> TEKS SUMBER:
::::::::::

Latin America

Haruskah bidang pekerjaan sesuai dengan gelar pendidikan?

Rappler.com

This is AI generated summarization, which may have errors. For context, always refer to the full article.

Haruskah bidang pekerjaan sesuai dengan gelar pendidikan?
Dilema adalah ketika apa yang telah kita pelajari bertahun-tahun ternyata bukan apa yang sesungguhnya kita ingini

JAKARTA, Indonesia – Mungkin kalian mempunyai gelar sarjana akuntansi tetapi dunia fashion atau mode lebih membuat kalian bersemangat.

Atau gelar sarjana filsafat sudah dalam genggaman tetapi menjadi versi lain dari Mark Zuckerberg adalah hal yang sebenarnya ingin kamu capai.

Orang tua mendorong kalian untuk mempelajari kedokteran. Namun hati kalian menolaknya.

Kabar baiknya adalah kalian tidak sendirian. Jutaan orang merasakan hal yang sama. Mereka sadar bahwa apa yang mereka pelajari di dunia perkuliahan bukan passion/hasrat mereka. 

Jonathan Yabut, seorang pria asal Filipina adalah salah satunya.

Ia medapatkan gelar sarjana ekonomi (Bachelor of Science). Gelar itu membuat ia mempelajari matematika secara mendalam untuk diaplikasikan di bidang pemerintahan, khususnya di pengambilan kebijakan.

::::::::::

> CATATAN DATA:
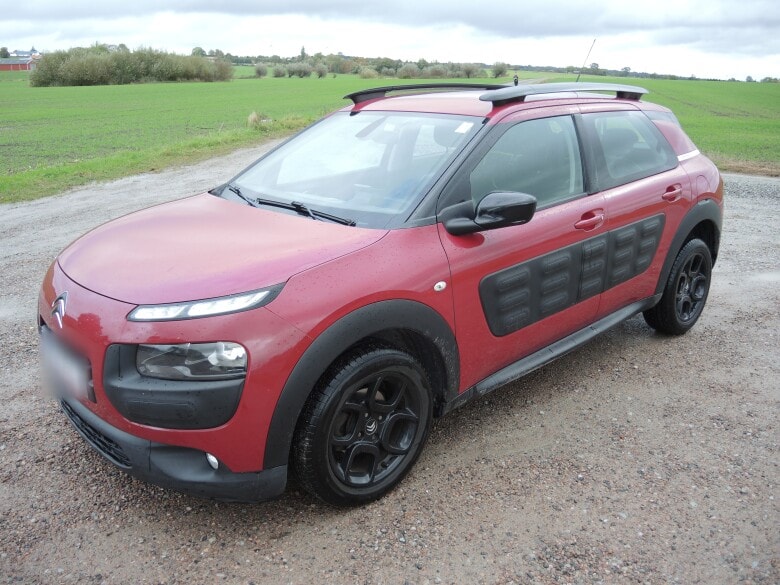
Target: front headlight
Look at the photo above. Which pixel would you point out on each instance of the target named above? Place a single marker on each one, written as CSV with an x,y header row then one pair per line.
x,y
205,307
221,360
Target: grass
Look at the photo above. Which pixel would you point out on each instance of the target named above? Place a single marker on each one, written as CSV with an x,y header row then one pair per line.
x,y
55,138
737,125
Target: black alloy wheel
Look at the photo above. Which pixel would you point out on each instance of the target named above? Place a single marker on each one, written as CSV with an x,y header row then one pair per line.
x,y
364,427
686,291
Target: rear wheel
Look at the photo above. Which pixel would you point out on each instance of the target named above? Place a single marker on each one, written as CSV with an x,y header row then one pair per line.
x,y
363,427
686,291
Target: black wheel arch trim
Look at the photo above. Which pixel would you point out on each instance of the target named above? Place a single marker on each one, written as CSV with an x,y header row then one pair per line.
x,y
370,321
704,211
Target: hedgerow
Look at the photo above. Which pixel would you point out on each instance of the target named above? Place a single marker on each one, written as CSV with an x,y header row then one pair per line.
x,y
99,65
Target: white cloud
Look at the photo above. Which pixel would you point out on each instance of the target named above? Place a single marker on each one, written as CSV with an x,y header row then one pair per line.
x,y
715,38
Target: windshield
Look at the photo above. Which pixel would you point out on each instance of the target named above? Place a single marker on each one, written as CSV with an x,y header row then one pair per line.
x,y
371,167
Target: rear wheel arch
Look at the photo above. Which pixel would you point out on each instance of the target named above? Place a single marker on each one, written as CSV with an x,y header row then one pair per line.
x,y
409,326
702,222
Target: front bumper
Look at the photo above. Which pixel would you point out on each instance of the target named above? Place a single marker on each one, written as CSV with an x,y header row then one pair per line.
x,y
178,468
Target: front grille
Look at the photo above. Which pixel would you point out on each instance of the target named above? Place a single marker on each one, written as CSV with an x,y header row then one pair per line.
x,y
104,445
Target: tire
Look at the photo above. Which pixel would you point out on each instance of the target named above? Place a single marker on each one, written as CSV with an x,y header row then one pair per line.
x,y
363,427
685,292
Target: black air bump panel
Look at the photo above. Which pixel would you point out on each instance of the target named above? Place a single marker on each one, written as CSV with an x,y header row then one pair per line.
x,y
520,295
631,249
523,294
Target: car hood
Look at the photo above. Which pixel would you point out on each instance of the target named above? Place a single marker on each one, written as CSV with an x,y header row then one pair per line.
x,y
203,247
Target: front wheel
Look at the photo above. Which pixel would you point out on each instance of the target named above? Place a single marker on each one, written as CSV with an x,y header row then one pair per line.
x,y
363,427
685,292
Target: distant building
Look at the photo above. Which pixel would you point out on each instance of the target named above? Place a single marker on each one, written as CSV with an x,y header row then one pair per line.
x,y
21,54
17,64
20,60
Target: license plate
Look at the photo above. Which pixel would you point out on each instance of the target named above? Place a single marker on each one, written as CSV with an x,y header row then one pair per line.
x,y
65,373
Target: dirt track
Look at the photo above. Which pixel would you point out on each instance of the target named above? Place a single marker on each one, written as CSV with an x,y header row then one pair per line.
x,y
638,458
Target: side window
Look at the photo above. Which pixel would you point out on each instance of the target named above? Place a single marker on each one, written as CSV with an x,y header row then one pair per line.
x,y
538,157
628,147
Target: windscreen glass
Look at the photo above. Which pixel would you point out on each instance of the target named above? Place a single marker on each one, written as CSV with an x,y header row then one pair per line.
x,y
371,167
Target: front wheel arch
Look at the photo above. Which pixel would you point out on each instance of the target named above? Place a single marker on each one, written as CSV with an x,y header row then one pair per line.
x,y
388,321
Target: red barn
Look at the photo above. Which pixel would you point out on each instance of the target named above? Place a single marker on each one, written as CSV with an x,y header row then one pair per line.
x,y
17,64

::::::::::

> PETUNJUK TUGAS:
1. Tentukan apakah setiap pernyataan berikut sesuai dengan teks tentang pekerjaan dan gelar pendidikan: (a) Jonathan Yabut berasal dari Filipina; (b) Jonathan Yabut meraih gelar sarjana filsafat; (c) hanya segelintir orang yang merasakan hal yang sama. Jawab ya atau tidak, lalu kutip kata-kata penentu dari teks secara persis.
2. Tuliskan persis bagian teks tentang pekerjaan dan gelar pendidikan dari "JAKARTA, Indonesia –" sampai "ingin kamu capai.".
Kerjakan hanya berdasarkan teks tentang pekerjaan dan gelar pendidikan, tanpa memakai catatan.

> JAWABAN BENAR:
1.
(a) Ya: "Jonathan Yabut, seorang pria asal Filipina adalah salah satunya."
(b) Tidak: "Ia medapatkan gelar sarjana ekonomi (Bachelor of Science)."
(c) Tidak: "Jutaan orang merasakan hal yang sama."

2.
JAKARTA, Indonesia – Mungkin kalian mempunyai gelar sarjana akuntansi tetapi dunia fashion atau mode lebih membuat kalian bersemangat.

Atau gelar sarjana filsafat sudah dalam genggaman tetapi menjadi versi lain dari Mark Zuckerberg adalah hal yang sebenarnya ingin kamu capai.